>> Begin Data supplied

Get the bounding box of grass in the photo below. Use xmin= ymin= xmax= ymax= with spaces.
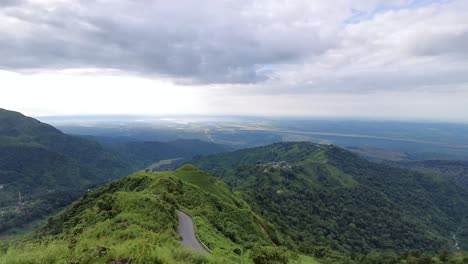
xmin=0 ymin=166 xmax=322 ymax=264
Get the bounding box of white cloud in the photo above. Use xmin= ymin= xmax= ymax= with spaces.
xmin=0 ymin=0 xmax=468 ymax=120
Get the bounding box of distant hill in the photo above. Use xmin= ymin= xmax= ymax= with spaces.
xmin=0 ymin=109 xmax=132 ymax=232
xmin=0 ymin=168 xmax=308 ymax=263
xmin=190 ymin=142 xmax=468 ymax=255
xmin=101 ymin=139 xmax=232 ymax=168
xmin=386 ymin=160 xmax=468 ymax=188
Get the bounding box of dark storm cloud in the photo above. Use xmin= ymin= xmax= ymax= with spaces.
xmin=0 ymin=0 xmax=468 ymax=89
xmin=0 ymin=1 xmax=334 ymax=83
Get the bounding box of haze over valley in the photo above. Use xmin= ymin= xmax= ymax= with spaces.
xmin=0 ymin=0 xmax=468 ymax=264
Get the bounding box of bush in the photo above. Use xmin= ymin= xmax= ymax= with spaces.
xmin=252 ymin=247 xmax=289 ymax=264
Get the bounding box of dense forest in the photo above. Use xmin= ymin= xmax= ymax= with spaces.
xmin=191 ymin=143 xmax=468 ymax=256
xmin=0 ymin=109 xmax=230 ymax=234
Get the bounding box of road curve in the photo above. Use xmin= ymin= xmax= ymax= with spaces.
xmin=177 ymin=211 xmax=208 ymax=253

>> End Data supplied

→ Exercise goal
Rewrite every line from the one that contains "Get the bounding box of road" through the end of the records, keeping the wording unchanged and shifting each coordinate in the answers by -126.

→ Result of this exercise
Get the bounding box of road curve in the photo above. Use xmin= ymin= xmax= ymax= with spaces.
xmin=51 ymin=85 xmax=82 ymax=127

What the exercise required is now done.